### INFORMATION GIVEN
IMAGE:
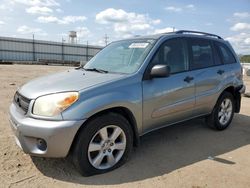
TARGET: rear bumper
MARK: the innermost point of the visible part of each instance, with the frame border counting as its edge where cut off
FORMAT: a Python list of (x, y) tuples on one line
[(58, 135)]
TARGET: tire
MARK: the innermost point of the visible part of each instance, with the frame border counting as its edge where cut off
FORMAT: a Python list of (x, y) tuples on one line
[(94, 147), (220, 118)]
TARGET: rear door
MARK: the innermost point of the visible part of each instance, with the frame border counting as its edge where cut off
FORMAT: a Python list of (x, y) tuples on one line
[(208, 73), (170, 99)]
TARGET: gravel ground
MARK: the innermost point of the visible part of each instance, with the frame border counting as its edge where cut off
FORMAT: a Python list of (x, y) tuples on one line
[(184, 155)]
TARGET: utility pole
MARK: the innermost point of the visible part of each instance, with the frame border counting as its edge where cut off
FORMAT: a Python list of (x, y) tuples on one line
[(106, 39), (63, 50), (87, 52), (33, 46)]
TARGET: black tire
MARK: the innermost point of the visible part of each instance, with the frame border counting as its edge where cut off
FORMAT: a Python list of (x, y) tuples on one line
[(213, 119), (86, 134)]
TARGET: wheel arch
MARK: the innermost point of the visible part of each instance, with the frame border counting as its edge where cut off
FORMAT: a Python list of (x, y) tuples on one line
[(237, 96), (125, 112)]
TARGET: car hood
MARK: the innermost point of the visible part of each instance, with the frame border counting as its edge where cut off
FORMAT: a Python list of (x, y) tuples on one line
[(72, 80)]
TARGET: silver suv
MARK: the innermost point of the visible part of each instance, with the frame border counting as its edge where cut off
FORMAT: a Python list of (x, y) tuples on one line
[(97, 112)]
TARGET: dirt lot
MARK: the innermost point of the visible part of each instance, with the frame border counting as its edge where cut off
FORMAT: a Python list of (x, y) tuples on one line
[(185, 155)]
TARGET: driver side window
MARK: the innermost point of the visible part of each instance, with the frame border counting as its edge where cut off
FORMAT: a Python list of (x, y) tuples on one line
[(171, 53)]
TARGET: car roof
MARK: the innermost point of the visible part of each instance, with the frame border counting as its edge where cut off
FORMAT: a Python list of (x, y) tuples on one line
[(180, 33)]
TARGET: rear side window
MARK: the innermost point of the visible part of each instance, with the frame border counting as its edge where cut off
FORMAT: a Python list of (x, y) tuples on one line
[(226, 55), (200, 54)]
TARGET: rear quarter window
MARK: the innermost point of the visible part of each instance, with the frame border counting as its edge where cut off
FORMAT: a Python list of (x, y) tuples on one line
[(200, 53), (226, 55)]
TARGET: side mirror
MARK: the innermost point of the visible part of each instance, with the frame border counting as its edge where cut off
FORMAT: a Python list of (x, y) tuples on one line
[(159, 71)]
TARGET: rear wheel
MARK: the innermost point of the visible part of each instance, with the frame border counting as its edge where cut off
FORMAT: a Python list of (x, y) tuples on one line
[(223, 112), (103, 144)]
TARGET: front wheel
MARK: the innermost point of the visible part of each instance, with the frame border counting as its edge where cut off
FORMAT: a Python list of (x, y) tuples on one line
[(103, 144), (223, 112)]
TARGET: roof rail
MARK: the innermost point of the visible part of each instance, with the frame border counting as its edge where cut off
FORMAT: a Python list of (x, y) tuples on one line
[(197, 32)]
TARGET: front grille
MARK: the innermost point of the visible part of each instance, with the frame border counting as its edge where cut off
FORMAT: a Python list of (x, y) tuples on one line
[(22, 102)]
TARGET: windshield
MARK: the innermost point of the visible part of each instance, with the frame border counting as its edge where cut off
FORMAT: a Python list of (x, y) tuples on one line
[(121, 57)]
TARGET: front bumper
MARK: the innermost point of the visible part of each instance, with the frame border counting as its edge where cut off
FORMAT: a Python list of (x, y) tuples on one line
[(58, 135)]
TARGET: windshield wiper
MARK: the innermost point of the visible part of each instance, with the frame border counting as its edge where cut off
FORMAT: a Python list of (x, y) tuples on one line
[(96, 70)]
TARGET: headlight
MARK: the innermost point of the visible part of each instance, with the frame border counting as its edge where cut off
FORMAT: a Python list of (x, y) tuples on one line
[(51, 105)]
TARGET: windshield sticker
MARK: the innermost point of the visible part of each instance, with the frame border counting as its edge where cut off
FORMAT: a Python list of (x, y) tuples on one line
[(139, 45)]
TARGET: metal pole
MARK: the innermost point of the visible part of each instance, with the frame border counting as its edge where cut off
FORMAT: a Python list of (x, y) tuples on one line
[(62, 51), (34, 52), (87, 51)]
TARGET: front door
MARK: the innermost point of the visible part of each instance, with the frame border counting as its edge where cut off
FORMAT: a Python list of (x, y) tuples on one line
[(170, 99)]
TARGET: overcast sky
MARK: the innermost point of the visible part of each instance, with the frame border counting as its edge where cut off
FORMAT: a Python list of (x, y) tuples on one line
[(52, 19)]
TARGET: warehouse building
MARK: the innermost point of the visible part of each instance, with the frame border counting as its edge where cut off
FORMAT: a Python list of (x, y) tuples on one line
[(35, 51)]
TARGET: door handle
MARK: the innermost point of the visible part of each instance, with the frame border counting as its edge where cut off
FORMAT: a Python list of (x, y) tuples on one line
[(220, 72), (188, 79)]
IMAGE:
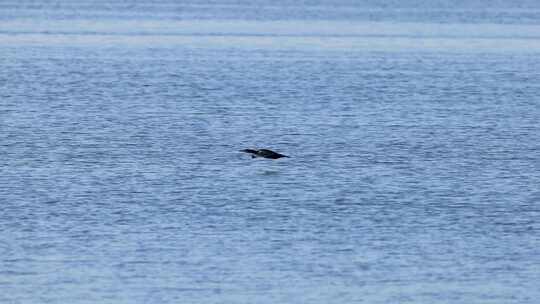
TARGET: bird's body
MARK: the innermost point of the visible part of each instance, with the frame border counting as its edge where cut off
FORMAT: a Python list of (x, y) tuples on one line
[(263, 153)]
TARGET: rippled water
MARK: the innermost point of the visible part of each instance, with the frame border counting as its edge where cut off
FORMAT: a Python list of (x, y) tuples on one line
[(413, 135)]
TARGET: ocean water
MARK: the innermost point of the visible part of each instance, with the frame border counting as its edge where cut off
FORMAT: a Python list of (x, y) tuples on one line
[(413, 130)]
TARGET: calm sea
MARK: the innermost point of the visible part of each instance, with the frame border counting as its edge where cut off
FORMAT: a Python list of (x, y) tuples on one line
[(413, 130)]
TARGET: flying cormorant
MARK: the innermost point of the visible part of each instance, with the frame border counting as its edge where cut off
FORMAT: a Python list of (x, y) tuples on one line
[(263, 153)]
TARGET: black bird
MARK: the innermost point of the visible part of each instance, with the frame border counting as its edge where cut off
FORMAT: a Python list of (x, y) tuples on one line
[(263, 153)]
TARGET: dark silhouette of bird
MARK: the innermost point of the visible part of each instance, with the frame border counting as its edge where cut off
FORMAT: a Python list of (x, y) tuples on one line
[(263, 153)]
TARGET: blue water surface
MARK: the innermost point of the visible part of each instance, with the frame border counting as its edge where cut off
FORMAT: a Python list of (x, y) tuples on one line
[(413, 130)]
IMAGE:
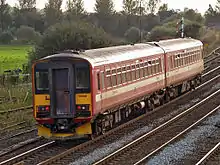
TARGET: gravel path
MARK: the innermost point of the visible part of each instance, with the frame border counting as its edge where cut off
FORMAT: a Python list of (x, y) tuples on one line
[(173, 154)]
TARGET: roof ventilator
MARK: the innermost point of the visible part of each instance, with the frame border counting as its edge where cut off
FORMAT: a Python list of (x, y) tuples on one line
[(72, 51)]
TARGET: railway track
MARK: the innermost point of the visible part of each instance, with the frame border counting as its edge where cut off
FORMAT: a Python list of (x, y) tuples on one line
[(37, 154), (212, 157), (17, 109), (145, 121), (145, 147)]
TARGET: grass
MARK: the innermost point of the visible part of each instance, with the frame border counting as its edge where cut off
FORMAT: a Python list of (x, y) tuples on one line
[(12, 57), (15, 97)]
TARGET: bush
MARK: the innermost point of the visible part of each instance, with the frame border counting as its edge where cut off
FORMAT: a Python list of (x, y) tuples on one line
[(27, 35), (132, 34), (160, 32), (77, 35), (6, 38)]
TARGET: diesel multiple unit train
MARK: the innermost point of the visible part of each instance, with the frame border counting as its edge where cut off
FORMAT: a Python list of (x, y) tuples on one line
[(85, 93)]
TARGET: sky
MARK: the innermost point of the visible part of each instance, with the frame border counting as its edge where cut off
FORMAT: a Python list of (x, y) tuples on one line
[(200, 5)]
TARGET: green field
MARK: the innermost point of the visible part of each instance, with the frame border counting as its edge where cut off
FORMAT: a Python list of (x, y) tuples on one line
[(12, 57)]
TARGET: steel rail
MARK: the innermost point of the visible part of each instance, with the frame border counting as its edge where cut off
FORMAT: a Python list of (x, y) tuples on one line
[(207, 156), (20, 156), (58, 157), (177, 136), (156, 129)]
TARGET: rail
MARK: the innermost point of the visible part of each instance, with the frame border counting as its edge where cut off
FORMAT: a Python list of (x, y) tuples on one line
[(166, 124), (208, 155)]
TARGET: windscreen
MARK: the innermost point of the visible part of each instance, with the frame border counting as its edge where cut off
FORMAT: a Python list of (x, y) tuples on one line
[(42, 81), (82, 78)]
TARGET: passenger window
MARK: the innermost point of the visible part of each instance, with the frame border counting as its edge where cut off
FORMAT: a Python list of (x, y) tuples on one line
[(103, 80), (119, 78), (82, 77), (124, 77), (141, 72), (108, 81), (146, 71), (137, 72), (133, 75), (128, 76), (98, 81), (114, 81)]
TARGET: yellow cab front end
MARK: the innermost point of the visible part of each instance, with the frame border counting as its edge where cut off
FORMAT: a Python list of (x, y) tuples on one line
[(62, 98)]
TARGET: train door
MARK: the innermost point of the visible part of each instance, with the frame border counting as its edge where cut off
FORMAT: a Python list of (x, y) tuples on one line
[(61, 92), (99, 91)]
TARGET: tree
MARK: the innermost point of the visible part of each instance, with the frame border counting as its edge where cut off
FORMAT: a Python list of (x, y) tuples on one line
[(6, 37), (161, 32), (163, 7), (53, 12), (75, 7), (130, 7), (27, 34), (164, 13), (104, 7), (218, 6), (152, 5), (5, 17), (27, 4), (68, 35), (133, 34)]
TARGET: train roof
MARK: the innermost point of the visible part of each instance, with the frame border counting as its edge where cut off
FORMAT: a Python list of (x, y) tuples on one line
[(115, 54)]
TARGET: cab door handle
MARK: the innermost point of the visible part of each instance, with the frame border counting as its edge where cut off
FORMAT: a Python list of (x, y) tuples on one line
[(66, 92)]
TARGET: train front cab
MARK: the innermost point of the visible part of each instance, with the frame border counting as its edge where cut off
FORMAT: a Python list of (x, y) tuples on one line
[(62, 98)]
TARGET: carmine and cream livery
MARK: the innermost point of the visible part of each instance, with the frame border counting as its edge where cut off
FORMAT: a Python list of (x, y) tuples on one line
[(85, 93)]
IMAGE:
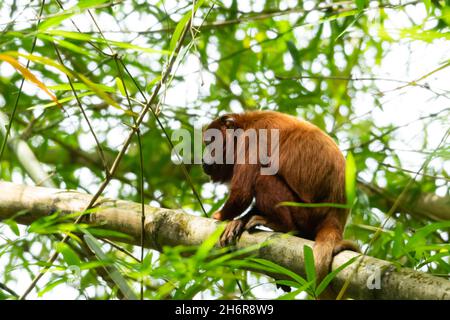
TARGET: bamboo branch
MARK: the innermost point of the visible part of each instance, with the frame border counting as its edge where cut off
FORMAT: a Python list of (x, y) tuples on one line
[(164, 227)]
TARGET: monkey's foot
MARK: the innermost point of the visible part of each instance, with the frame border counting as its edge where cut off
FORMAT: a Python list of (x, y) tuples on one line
[(256, 221), (232, 232)]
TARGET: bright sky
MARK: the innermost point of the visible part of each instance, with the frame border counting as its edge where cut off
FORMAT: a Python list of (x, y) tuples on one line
[(405, 60)]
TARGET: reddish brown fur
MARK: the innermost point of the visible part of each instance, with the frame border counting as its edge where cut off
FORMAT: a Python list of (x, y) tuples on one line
[(311, 170)]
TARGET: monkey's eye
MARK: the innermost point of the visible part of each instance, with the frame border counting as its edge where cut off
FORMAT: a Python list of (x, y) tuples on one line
[(228, 121)]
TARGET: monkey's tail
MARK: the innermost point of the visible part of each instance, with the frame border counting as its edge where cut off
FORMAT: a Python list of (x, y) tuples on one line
[(328, 244)]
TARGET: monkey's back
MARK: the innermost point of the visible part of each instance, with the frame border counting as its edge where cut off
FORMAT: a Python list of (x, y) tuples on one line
[(309, 160)]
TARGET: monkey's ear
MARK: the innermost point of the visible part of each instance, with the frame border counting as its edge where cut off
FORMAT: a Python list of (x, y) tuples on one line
[(228, 121)]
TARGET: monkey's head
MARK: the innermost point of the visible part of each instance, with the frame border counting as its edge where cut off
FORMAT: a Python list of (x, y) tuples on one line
[(215, 154)]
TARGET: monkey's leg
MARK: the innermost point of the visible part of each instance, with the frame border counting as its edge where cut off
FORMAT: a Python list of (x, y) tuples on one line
[(269, 192), (234, 229), (241, 192)]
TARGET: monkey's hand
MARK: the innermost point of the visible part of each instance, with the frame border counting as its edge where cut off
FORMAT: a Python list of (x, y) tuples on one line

### WHAT YOU HAVE TO DO
What you return must match the lines from the top of the data through the line with "TARGET: gravel ground" exactly, with the pictures removed.

### EXERCISE SOLUTION
IMAGE:
TARGET: rear bumper
MARK: the innermost point of the visible part of each instance, with the frame border counting as its edge where cut off
FORMAT: a Python list of (x, y) tuples on one line
[(58, 135)]
TARGET: tire
MARK: the innermost point of the visible part of each instance, with the frame border counting as its edge where cut off
FORMAT: a Python list of (x, y) tuples on one line
[(94, 147), (220, 118)]
TARGET: rear door
MARK: the innermost point of the visible part of each instance, with the frame border counting as its edge where cut off
FORMAT: a Python list of (x, y) tuples on one line
[(208, 73), (170, 99)]
TARGET: gravel ground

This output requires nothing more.